#### Exercise directions:
Return only the line that contains "identify every telegraph" and each line after it, through the last line of the data below, copied exactly.

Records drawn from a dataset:
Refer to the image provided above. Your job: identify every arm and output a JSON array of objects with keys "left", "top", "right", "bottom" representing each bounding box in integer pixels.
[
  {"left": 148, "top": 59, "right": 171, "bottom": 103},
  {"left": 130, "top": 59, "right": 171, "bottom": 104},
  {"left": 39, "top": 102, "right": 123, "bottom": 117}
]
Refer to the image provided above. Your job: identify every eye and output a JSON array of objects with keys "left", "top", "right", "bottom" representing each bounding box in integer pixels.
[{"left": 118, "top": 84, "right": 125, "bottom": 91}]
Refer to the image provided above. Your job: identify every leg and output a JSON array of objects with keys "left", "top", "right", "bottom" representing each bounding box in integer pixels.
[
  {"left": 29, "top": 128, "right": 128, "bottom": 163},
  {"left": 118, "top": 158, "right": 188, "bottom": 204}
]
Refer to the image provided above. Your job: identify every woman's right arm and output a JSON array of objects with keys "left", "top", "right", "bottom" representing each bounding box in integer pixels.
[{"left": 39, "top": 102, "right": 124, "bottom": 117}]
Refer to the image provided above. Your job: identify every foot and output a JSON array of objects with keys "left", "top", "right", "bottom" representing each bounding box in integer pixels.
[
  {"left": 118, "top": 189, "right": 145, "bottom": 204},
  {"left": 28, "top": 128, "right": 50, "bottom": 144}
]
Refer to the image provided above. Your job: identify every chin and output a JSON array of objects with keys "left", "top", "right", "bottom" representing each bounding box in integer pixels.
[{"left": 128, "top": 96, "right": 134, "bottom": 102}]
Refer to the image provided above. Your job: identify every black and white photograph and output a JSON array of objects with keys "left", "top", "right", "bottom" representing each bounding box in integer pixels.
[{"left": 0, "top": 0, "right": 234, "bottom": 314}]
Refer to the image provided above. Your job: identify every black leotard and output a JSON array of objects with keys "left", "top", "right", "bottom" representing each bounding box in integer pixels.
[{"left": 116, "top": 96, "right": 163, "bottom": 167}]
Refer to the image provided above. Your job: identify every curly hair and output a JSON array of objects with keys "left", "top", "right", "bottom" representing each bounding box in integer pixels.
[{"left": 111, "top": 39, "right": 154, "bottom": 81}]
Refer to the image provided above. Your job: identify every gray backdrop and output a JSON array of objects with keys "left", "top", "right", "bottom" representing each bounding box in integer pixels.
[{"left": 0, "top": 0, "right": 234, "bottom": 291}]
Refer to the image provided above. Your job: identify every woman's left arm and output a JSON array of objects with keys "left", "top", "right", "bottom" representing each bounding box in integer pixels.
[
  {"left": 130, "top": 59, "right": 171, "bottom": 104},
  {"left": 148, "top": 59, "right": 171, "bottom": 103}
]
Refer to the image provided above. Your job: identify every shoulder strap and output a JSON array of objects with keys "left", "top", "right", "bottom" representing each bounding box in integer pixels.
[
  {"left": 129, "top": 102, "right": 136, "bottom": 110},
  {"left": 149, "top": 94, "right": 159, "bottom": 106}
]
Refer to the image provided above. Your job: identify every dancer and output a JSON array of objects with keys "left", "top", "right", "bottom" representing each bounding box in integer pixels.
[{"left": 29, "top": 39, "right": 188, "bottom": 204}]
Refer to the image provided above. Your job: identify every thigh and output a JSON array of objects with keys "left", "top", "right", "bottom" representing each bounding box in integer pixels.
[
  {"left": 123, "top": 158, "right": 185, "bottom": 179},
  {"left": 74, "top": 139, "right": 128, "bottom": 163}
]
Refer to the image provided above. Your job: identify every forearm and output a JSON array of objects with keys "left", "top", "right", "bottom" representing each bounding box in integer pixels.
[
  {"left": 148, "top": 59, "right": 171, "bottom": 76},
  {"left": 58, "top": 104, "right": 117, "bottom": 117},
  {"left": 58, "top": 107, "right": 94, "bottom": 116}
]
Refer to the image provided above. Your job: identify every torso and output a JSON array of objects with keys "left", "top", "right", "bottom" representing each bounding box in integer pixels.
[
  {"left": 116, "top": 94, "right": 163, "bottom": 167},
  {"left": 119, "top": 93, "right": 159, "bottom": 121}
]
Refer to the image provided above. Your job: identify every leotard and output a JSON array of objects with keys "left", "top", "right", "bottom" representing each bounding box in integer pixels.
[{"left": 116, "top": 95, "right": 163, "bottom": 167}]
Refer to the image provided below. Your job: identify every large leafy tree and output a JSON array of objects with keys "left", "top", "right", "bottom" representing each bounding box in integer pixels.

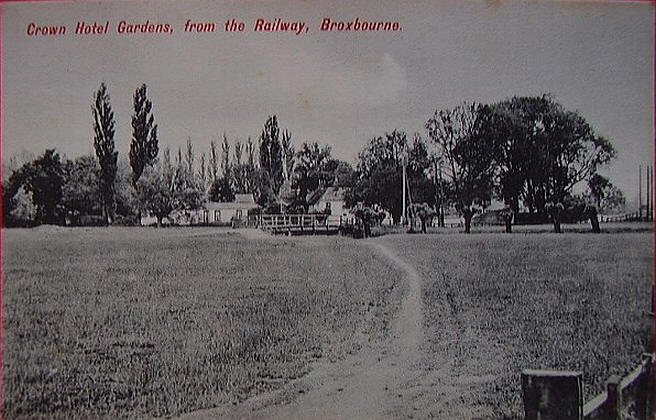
[
  {"left": 410, "top": 202, "right": 437, "bottom": 233},
  {"left": 487, "top": 98, "right": 533, "bottom": 220},
  {"left": 114, "top": 157, "right": 140, "bottom": 222},
  {"left": 92, "top": 82, "right": 118, "bottom": 224},
  {"left": 426, "top": 103, "right": 500, "bottom": 233},
  {"left": 129, "top": 84, "right": 159, "bottom": 187},
  {"left": 137, "top": 145, "right": 204, "bottom": 226},
  {"left": 350, "top": 203, "right": 385, "bottom": 238},
  {"left": 7, "top": 149, "right": 66, "bottom": 225},
  {"left": 3, "top": 151, "right": 48, "bottom": 226},
  {"left": 349, "top": 130, "right": 430, "bottom": 223},
  {"left": 484, "top": 95, "right": 615, "bottom": 232},
  {"left": 548, "top": 116, "right": 613, "bottom": 231},
  {"left": 293, "top": 142, "right": 332, "bottom": 212},
  {"left": 62, "top": 155, "right": 101, "bottom": 223},
  {"left": 30, "top": 150, "right": 66, "bottom": 224},
  {"left": 520, "top": 97, "right": 615, "bottom": 232},
  {"left": 3, "top": 164, "right": 30, "bottom": 226},
  {"left": 325, "top": 159, "right": 356, "bottom": 188},
  {"left": 599, "top": 186, "right": 626, "bottom": 215},
  {"left": 208, "top": 176, "right": 235, "bottom": 202},
  {"left": 348, "top": 131, "right": 405, "bottom": 223},
  {"left": 587, "top": 174, "right": 612, "bottom": 211},
  {"left": 585, "top": 173, "right": 625, "bottom": 215},
  {"left": 406, "top": 133, "right": 434, "bottom": 207},
  {"left": 137, "top": 148, "right": 176, "bottom": 227}
]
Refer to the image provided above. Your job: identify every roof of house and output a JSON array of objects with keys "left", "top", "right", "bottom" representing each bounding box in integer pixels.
[
  {"left": 308, "top": 186, "right": 346, "bottom": 206},
  {"left": 234, "top": 194, "right": 256, "bottom": 205},
  {"left": 206, "top": 194, "right": 259, "bottom": 210}
]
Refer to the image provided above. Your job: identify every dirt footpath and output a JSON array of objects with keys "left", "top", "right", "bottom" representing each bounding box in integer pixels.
[{"left": 171, "top": 238, "right": 480, "bottom": 420}]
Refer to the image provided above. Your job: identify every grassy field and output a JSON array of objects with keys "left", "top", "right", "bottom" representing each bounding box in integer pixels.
[
  {"left": 2, "top": 227, "right": 404, "bottom": 419},
  {"left": 3, "top": 227, "right": 653, "bottom": 419},
  {"left": 373, "top": 221, "right": 654, "bottom": 236},
  {"left": 380, "top": 232, "right": 653, "bottom": 419}
]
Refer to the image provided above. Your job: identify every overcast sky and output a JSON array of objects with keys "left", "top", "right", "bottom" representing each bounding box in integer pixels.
[{"left": 2, "top": 0, "right": 653, "bottom": 203}]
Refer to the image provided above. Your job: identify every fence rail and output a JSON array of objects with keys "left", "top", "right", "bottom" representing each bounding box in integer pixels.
[
  {"left": 599, "top": 212, "right": 649, "bottom": 223},
  {"left": 522, "top": 353, "right": 654, "bottom": 420},
  {"left": 583, "top": 353, "right": 653, "bottom": 420},
  {"left": 248, "top": 214, "right": 354, "bottom": 235}
]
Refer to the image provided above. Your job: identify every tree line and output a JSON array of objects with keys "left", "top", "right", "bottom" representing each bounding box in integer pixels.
[
  {"left": 2, "top": 85, "right": 624, "bottom": 233},
  {"left": 347, "top": 95, "right": 624, "bottom": 233},
  {"left": 2, "top": 83, "right": 356, "bottom": 227}
]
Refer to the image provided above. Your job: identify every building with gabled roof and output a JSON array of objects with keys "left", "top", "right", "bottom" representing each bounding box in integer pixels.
[
  {"left": 308, "top": 186, "right": 349, "bottom": 216},
  {"left": 140, "top": 193, "right": 260, "bottom": 226}
]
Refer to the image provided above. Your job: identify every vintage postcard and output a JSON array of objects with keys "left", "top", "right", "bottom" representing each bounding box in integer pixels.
[{"left": 1, "top": 0, "right": 653, "bottom": 419}]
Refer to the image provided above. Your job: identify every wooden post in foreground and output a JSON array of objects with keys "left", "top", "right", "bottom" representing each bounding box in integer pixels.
[
  {"left": 521, "top": 370, "right": 583, "bottom": 420},
  {"left": 606, "top": 375, "right": 622, "bottom": 420}
]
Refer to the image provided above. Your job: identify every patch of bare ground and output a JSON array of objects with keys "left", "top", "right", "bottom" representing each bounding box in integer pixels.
[{"left": 171, "top": 238, "right": 436, "bottom": 420}]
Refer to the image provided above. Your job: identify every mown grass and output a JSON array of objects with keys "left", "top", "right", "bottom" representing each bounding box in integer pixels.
[
  {"left": 2, "top": 227, "right": 403, "bottom": 419},
  {"left": 381, "top": 232, "right": 653, "bottom": 419}
]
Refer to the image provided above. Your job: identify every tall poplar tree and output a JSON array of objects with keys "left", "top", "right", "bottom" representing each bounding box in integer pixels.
[
  {"left": 129, "top": 84, "right": 159, "bottom": 187},
  {"left": 92, "top": 82, "right": 118, "bottom": 224},
  {"left": 209, "top": 140, "right": 219, "bottom": 185},
  {"left": 281, "top": 129, "right": 295, "bottom": 181},
  {"left": 221, "top": 133, "right": 231, "bottom": 178},
  {"left": 259, "top": 115, "right": 284, "bottom": 195}
]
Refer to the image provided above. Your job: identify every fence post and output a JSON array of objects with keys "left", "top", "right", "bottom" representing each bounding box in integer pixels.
[
  {"left": 606, "top": 375, "right": 622, "bottom": 420},
  {"left": 521, "top": 370, "right": 583, "bottom": 420},
  {"left": 637, "top": 353, "right": 654, "bottom": 420}
]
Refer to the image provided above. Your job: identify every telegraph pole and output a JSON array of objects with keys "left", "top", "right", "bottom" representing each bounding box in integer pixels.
[
  {"left": 647, "top": 165, "right": 654, "bottom": 220},
  {"left": 402, "top": 156, "right": 407, "bottom": 226},
  {"left": 639, "top": 164, "right": 643, "bottom": 220},
  {"left": 647, "top": 165, "right": 650, "bottom": 221},
  {"left": 433, "top": 157, "right": 445, "bottom": 228},
  {"left": 433, "top": 158, "right": 440, "bottom": 228}
]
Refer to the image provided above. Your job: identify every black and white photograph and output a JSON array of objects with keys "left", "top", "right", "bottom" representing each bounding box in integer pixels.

#### Response:
Refer to the image provided above. Your job: identify every telegraph pole and output a JSON array of objects with keys "left", "top", "right", "bottom" representing each bounding box in integer pixels.
[
  {"left": 647, "top": 165, "right": 654, "bottom": 220},
  {"left": 402, "top": 156, "right": 407, "bottom": 226},
  {"left": 639, "top": 164, "right": 643, "bottom": 220},
  {"left": 647, "top": 165, "right": 650, "bottom": 221},
  {"left": 433, "top": 157, "right": 445, "bottom": 228},
  {"left": 433, "top": 158, "right": 440, "bottom": 228}
]
Refer to the image provided above. Your job: identify every black and white photograph and output a JSON array of objects with keys "left", "top", "right", "bottom" representing each bounding box in integer pixels.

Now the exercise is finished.